[Data records]
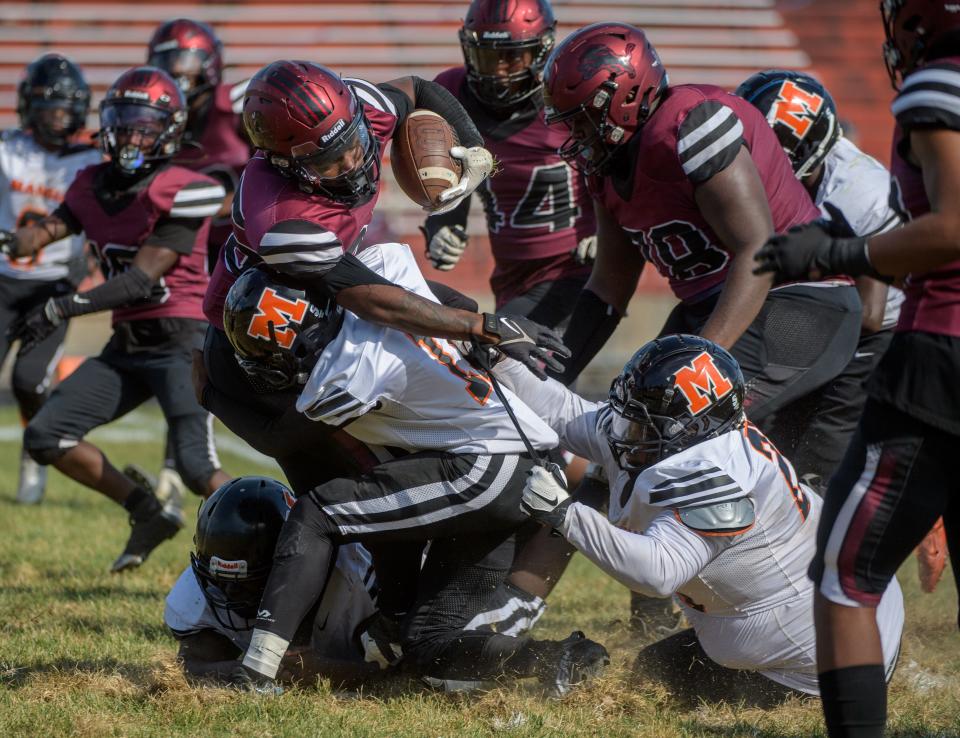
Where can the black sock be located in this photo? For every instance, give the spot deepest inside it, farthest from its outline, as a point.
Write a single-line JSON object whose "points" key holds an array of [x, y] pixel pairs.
{"points": [[854, 701], [141, 504]]}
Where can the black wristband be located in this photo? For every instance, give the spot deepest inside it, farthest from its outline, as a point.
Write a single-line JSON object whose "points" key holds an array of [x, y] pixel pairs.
{"points": [[124, 289], [591, 325]]}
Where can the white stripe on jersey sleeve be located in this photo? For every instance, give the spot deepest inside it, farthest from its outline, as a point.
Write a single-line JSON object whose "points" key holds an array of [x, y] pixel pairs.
{"points": [[371, 95], [713, 149], [704, 129]]}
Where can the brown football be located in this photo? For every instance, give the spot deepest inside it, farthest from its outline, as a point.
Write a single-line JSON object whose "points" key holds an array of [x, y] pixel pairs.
{"points": [[421, 157]]}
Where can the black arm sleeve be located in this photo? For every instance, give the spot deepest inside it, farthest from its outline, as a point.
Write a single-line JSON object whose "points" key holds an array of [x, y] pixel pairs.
{"points": [[124, 289], [591, 325], [65, 214], [176, 234], [431, 96], [349, 272], [457, 216], [453, 298]]}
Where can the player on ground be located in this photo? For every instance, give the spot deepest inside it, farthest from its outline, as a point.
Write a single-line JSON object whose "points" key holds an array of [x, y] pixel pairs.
{"points": [[854, 189], [212, 606], [455, 479], [898, 475], [303, 207], [692, 179], [148, 222], [539, 217], [701, 504], [37, 164]]}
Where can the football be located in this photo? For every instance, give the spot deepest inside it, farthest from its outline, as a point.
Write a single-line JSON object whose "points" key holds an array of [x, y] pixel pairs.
{"points": [[421, 157]]}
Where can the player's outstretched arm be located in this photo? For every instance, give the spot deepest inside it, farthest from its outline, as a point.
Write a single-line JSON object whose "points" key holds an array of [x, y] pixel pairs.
{"points": [[28, 240], [734, 203]]}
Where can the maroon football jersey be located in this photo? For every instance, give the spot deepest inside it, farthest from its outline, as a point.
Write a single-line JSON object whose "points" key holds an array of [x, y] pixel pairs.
{"points": [[293, 232], [696, 132], [929, 98], [117, 235], [221, 151], [537, 206]]}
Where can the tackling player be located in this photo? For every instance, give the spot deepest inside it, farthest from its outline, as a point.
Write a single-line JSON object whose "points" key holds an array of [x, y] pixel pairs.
{"points": [[539, 217], [898, 475], [37, 164], [853, 189], [454, 478], [148, 222], [212, 606], [701, 504]]}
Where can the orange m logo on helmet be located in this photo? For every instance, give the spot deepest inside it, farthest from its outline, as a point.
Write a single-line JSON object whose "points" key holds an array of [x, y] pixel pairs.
{"points": [[279, 311], [795, 108], [702, 383]]}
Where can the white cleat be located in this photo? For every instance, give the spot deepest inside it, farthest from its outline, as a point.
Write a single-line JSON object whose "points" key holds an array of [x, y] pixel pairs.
{"points": [[33, 481]]}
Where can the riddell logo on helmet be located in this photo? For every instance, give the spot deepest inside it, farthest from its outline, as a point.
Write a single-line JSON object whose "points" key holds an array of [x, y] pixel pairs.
{"points": [[795, 108], [701, 383], [274, 314], [333, 131], [599, 56]]}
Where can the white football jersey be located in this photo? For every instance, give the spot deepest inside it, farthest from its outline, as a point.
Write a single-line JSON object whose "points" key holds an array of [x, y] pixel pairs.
{"points": [[389, 388], [33, 182], [858, 186], [346, 603], [744, 588]]}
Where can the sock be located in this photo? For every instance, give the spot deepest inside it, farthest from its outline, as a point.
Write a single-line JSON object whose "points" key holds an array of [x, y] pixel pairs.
{"points": [[854, 701], [141, 504]]}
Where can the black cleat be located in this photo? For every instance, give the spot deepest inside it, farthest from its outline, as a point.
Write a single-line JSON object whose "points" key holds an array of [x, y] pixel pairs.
{"points": [[577, 660], [146, 535]]}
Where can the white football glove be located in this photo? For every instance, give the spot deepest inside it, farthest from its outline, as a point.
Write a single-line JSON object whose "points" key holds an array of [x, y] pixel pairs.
{"points": [[545, 496], [446, 247], [477, 165], [586, 250]]}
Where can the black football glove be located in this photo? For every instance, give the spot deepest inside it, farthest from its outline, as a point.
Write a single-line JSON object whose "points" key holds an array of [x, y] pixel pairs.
{"points": [[37, 325], [529, 343], [8, 244]]}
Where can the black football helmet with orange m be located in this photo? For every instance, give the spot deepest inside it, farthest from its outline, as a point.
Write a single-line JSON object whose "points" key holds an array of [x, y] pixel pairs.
{"points": [[675, 392]]}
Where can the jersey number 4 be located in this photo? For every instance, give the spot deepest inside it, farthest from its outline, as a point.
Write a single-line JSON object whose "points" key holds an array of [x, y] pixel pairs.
{"points": [[547, 203]]}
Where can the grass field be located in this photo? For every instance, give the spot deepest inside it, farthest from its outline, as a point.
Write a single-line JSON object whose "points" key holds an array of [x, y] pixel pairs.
{"points": [[85, 653]]}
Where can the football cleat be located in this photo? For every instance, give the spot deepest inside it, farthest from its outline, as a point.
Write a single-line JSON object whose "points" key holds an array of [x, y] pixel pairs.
{"points": [[576, 661], [33, 481], [146, 535]]}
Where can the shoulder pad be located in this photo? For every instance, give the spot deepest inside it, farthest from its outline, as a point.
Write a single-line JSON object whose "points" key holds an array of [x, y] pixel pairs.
{"points": [[721, 518]]}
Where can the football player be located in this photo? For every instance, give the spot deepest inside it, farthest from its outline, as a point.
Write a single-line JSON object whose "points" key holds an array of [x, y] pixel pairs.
{"points": [[454, 479], [213, 604], [692, 179], [37, 164], [214, 141], [854, 189], [701, 504], [897, 476], [540, 220], [304, 204], [148, 221]]}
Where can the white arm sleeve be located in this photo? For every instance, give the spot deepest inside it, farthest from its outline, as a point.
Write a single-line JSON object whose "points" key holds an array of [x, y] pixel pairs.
{"points": [[655, 563], [573, 418]]}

WORK TASK:
The records above should be returned word for word, with every picture left out.

RESULT BELOW:
Where can the black sock be located in this photo? For every instance, give the spot deepest inside it, farthest from its outline, as a point.
Write a single-line JSON object whose "points" key holds an array of [x, y] pixel pairs.
{"points": [[854, 701], [141, 504]]}
Where can the black wristband be located in this photo? For every instance, give the spot deepest inside it, farthest from its outline, as a point.
Write a single-line JSON object whose "points" key holds an array of [x, y] pixel pairs.
{"points": [[124, 289], [591, 325]]}
Where can the white stripe on jersey sleeve be located in this photo? For every instance, give the spot deepest inside it, farthest from its outline, as a point.
Write a single-line JSON object whose "points" key holds an array of [x, y] pixel pairs.
{"points": [[371, 95], [713, 149], [704, 129]]}
Where can the brown football be located in this photo? For every instance, give the spot deepest inside it, farthest from its outline, as a point.
Write a single-line JSON object whose "points" key holds an array of [x, y] pixel pairs.
{"points": [[421, 157]]}
Where can the black arm sleeve be located in this photo? For every instance, give the spot deepest inside it, farthest from its outline, as a point.
Write a single-line JSON object whose "points" key holds an array of [x, y] pixel pairs.
{"points": [[124, 289], [591, 325], [65, 214], [176, 234], [431, 96], [349, 272], [457, 216], [453, 298]]}
Where can the player on ground be located in this photo? For every instance, give the spot deepest inside it, farthest from its outline, as a point.
Write a single-line JSON object whose "points" key holds an array of [x, y] pixel pairs.
{"points": [[854, 189], [212, 606], [455, 479], [898, 475], [303, 207], [692, 179], [148, 222], [539, 217], [701, 504], [37, 164]]}
Where can the football be located in this photo? For every instance, give the spot deepest inside it, farthest from its outline, as a point.
Write a single-line JSON object whose "points" key holds an array of [x, y] pixel pairs.
{"points": [[421, 157]]}
Where can the player's outstretched arm be located in this photo? For every instance, give the spot deepest inside it, farthest from its outline, as a point.
Write a single-line JSON object whose "points" key holds an array of [x, y] pixel pairs.
{"points": [[28, 240], [734, 203]]}
Where can the maroon football jersey be located in this photo? For every instance, give the spot deepest inside it, farthest from its outline, as a point.
Write a single-line JSON object whose "points" key holds an array of [x, y] pixel pairs.
{"points": [[293, 232], [696, 132], [929, 98], [117, 235], [221, 151], [537, 206]]}
Where can the tackling player be located in this photo? For every instance, give the spot deepest inside it, farthest from its outline, as a point.
Write a single-line JSON object whose "points" key holds an array of [x, y] pixel pairs.
{"points": [[539, 217], [898, 475], [37, 164], [853, 189], [454, 478], [148, 222], [212, 606], [701, 504]]}
Where can the orange m logo on helmet be located in this photo? For every instance, give the spot deepest inside it, farthest from its outline, as a point.
Write a single-line JSON object whose "points" key holds an array of [x, y] pixel pairs.
{"points": [[279, 311], [795, 108], [702, 383]]}
Where can the white cleat be located in this photo? For every instance, give the spot deepest inside it, farthest from its outline, as a point.
Write a single-line JSON object whose "points" key holds an array of [x, y] pixel pairs.
{"points": [[33, 481]]}
Where can the riddell logo on helmet be located in this photo? For every instance, give the spot deepest inside it, farthest from its outline, as a point.
Write a single-line JSON object whose "points" key holds an array of [x, y] pixel pairs.
{"points": [[795, 108], [701, 383], [274, 314], [333, 131], [599, 56]]}
Where can the white football jersey be located in this photo? For every instance, give the spot deepest inside it, farthest from its outline, as a point.
Write a single-line JSON object whose "points" key holds an array of [x, y] pixel pairs.
{"points": [[389, 388], [33, 182], [858, 186], [346, 603], [744, 588]]}
Where can the sock be located in this photo? For every instance, give the spot deepest inside it, farthest from its outline, as a point.
Write a single-line JSON object whose "points" key holds an array of [x, y] pixel pairs.
{"points": [[854, 701], [141, 504]]}
Where can the black cleat be located in this photo? For every instance, give the spot deepest inside it, farthest from its outline, as a point.
Write a single-line JSON object whose "points" key holds an array of [x, y] pixel pairs.
{"points": [[577, 660], [146, 535]]}
Where can the white football glove be located in this photo? For every instance, give the spot deepest inside it, farthest from its outline, as a point.
Write a single-line JSON object whose "points" key holds an array of [x, y] pixel pairs.
{"points": [[545, 496], [446, 247], [477, 165], [586, 250]]}
Where can the black football glove be located in this photo? For every instance, give the spot deepest inside it, farthest from its outline, as a point.
Write a single-line JSON object whose "points" key holds an array of [x, y] pixel pairs.
{"points": [[37, 325], [529, 343], [8, 244]]}
Where can the black football helmet with orange m be located in this photo? For every instance, give the spot deepest inside it, farthest from its outline, as a point.
Write a single-line JSON object whose "points" key holds an array of [x, y] pixel pairs.
{"points": [[675, 392]]}
Where can the jersey number 4 be located in this photo? For every instance, give the spot deepest inside it, farthest from its outline, as a point.
Write a single-line JSON object whose "points" key holds an array of [x, y] pixel pairs.
{"points": [[547, 203]]}
Where can the grass field be located in this photo? For every instance, give the spot deepest inside it, farthest from its outline, as a point.
Write a single-line JSON object whose "points" key holds an array of [x, y] pixel pairs.
{"points": [[85, 653]]}
Where can the football cleat be located in this photo? For every instance, give the spot deepest inside it, farthest from its outline, as a point.
Write a single-line JSON object whose "points" key holds an array of [x, y] pixel pairs.
{"points": [[576, 661], [33, 481], [146, 535]]}
Where can the shoulder pad be located in this photo? For every instance, give the spot deepest inside it, farthest from its outline, as a point.
Write a single-line JSON object whose "points" key holds an array of [x, y] pixel pairs.
{"points": [[721, 518]]}
Where can the football player be located in this photo? For every instance, give the spot deepest inside it, farthest from its outline, as a point.
Write a single-line JSON object whose "points" key holds an array of [x, y] pixel pairs.
{"points": [[454, 479], [213, 604], [692, 179], [37, 164], [214, 141], [854, 189], [701, 504], [897, 476], [540, 220], [304, 204], [148, 221]]}
Where can the white arm sleeve be located in this photo? For every instance, give the spot deepest inside it, farthest from its outline, as a point.
Write a single-line JSON object whose "points" key holds an array of [x, y] pixel pairs.
{"points": [[655, 563], [573, 418]]}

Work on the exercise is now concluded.